QUOTED PASSAGE →

* BEGIN *

The Center verified that the Complaint together with the amended Complaint satisfied the formal requirements of the Uniform Domain Name Dispute Resolution Policy (the “Policy” or “UDRP”), the Rules for Uniform Domain Name Dispute Resolution Policy (the “Rules”), and the WIPO Supplemental Rules for Uniform Domain Name Dispute Resolution Policy (the “Supplemental Rules”).

In accordance with the Rules, paragraphs 2(a) and 4(a), the Center formally notified the Respondent of the Complaint, and the proceedings commenced on June 7, 2012. In accordance with the Rules, paragraph 5(a), the due date for Response was June 27, 2012. The Respondent did not submit any response. Accordingly, the Center notified the Respondent’s default on July 3, 2012.

The Center appointed Hariram Jayaram as the sole panelist in this matter on July 6, 2012. The Panel finds that it was properly constituted. The Panel has submitted the Statement of Acceptance and Declaration of Impartiality and Independence, as required by the Center to ensure compliance with the Rules, paragraph 7.

4. Factual Background

The Complainant, Autodesk, Inc., is a corporation duly organized and existing under the laws of the State of Delaware, in the United States, with its principal place of business in the State of California in the United States. The Complainant is the owner of the AUTODESK trade mark.

* END *

BRIEF A → From the domain dispute decision above, reproduce the passage starting with "4. Factual Background" and going on through "AUTODESK trade mark.".
BRIEF B → In the domain dispute decision above, on what date did the proceedings commence?

DATASET ROWS →

* BEGIN *

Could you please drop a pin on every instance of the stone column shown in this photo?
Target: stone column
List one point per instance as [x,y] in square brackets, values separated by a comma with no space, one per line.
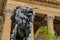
[50,19]
[32,33]
[7,28]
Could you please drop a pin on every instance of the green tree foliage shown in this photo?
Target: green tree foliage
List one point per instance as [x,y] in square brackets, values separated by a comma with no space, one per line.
[44,31]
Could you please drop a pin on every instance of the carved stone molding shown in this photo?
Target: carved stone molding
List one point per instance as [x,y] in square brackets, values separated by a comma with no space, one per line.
[50,17]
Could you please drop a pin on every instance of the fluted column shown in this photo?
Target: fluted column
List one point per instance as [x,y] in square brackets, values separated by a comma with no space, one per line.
[50,19]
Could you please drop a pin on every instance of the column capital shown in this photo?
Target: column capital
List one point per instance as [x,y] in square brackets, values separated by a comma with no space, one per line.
[50,17]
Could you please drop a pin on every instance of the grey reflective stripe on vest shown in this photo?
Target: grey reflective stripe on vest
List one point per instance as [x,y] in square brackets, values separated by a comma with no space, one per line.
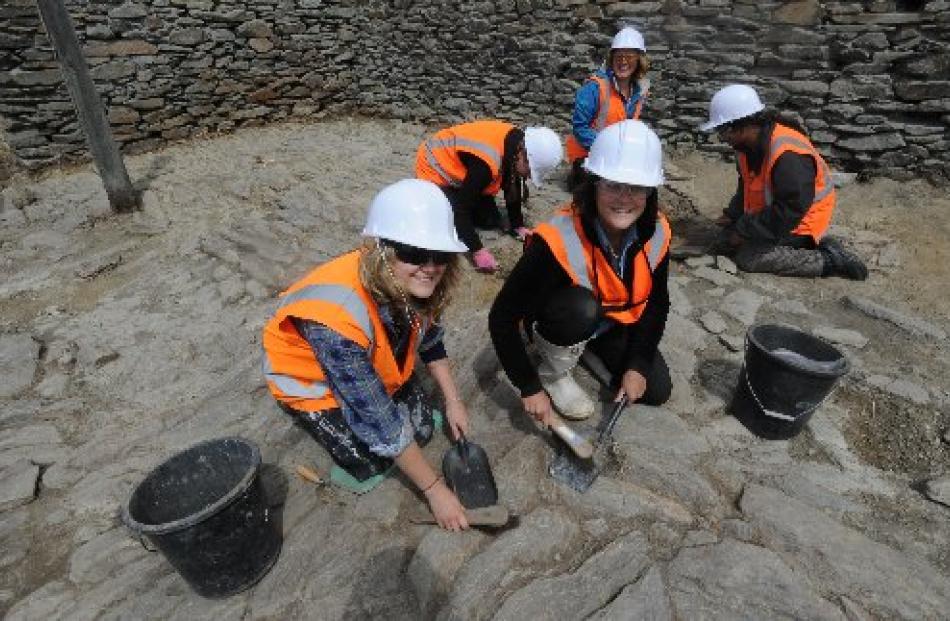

* END *

WORKED ANSWER A →
4. Factual Background

The Complainant, Autodesk, Inc., is a corporation duly organized and existing under the laws of the State of Delaware, in the United States, with its principal place of business in the State of California in the United States. The Complainant is the owner of the AUTODESK trade mark.

WORKED ANSWER B → June 7, 2012